## ЗАДАНИЕ
Обновите фрагмент текста об исследованиях культурного наследия, который начинается словами «Ключевые слова: исследования» и заканчивается словами «концепций и практик.». Замените в нем «памятники истории и культуры» на «объекты истории и культуры».

Пархоменко Т.А.
Аннотация. В статье анализируются научные публикации XX–XXI веков, посвященные актуальным вопросам историко-культурного наследия и проблемам становления новых направлений его исследования. Внимание ученых было сосредоточено на переосмыслении феномена культурного наследия, системы взглядов и представлений о нем, расширении типологии наследия, методов его изучения, терминологического аппарата и инструментария, разработке теории «социального измерения наследия», переоценке практик его сохранения и «международных режимов» использования.
Ключевые слова: исследования наследия, культурные ценности, материальное и нематериальное культурное наследие, памятники истории и культуры, наследие и время, Россия, мир.
Ключевыми понятиями исследований наследия в современном мире являются «культурные ценности», «памятники истории и культуры», «культурное наследие», «природное наследие», «нематериальное культурное наследие». Несмотря на то, что они раскрыты и закреплены в национальных и международных правовых актах, их интерпретация остается дискуссионной и вызывает немало вопросов у отечественных и зарубежных специалистов. Историки, археологи, архитекторы, искусствоведы, музееведы, культурологи, философы, юристы наполняют их разными смыслами, которые определяются региональной и языковой спецификой существующих в разных странах мира социокультурных концепций и практик.

## ИСХОДНЫЕ ДАННЫЕ
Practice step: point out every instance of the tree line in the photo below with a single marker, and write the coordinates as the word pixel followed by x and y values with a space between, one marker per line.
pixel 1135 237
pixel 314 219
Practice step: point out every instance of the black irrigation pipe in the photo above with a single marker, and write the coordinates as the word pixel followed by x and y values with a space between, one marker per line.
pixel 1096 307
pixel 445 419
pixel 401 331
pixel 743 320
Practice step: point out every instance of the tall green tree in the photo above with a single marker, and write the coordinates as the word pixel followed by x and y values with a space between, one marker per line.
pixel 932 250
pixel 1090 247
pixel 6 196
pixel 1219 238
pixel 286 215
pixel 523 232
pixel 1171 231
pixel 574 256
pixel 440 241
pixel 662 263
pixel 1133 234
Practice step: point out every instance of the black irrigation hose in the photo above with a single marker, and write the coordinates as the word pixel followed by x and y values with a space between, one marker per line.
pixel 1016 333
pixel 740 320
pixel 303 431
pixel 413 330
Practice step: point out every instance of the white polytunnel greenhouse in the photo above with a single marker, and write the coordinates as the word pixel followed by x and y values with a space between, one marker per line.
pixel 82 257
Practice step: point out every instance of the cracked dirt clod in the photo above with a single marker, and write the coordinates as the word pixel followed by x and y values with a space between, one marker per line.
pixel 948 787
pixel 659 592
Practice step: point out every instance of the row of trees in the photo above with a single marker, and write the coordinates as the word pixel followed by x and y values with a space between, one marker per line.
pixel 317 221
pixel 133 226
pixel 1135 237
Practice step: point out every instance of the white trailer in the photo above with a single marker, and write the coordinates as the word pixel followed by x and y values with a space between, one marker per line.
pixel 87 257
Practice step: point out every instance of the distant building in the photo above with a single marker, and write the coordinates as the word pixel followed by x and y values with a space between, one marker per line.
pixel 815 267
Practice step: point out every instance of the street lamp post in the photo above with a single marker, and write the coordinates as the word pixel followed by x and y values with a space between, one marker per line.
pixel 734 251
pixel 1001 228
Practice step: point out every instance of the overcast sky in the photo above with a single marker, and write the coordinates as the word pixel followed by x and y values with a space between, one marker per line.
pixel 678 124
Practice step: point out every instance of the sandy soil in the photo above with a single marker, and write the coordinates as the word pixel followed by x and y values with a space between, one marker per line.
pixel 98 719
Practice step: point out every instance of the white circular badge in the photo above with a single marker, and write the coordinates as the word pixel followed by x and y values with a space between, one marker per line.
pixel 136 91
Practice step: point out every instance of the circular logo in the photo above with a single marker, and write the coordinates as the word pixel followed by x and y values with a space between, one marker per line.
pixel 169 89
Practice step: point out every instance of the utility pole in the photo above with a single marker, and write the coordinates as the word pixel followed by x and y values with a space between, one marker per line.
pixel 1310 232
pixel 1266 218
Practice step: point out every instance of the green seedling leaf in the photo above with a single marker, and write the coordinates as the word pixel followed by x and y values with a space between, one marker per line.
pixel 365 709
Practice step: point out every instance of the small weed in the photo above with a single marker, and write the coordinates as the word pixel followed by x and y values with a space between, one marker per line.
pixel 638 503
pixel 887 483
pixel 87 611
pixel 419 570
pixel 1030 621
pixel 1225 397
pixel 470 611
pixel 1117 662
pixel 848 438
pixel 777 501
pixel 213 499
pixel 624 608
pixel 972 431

## РЕШЕНИЕ
Ключевые слова: исследования наследия, культурные ценности, материальное и нематериальное культурное наследие, объекты истории и культуры, наследие и время, Россия, мир.
Ключевыми понятиями исследований наследия в современном мире являются «культурные ценности», «объекты истории и культуры», «культурное наследие», «природное наследие», «нематериальное культурное наследие». Несмотря на то, что они раскрыты и закреплены в национальных и международных правовых актах, их интерпретация остается дискуссионной и вызывает немало вопросов у отечественных и зарубежных специалистов. Историки, археологи, архитекторы, искусствоведы, музееведы, культурологи, философы, юристы наполняют их разными смыслами, которые определяются региональной и языковой спецификой существующих в разных странах мира социокультурных концепций и практик.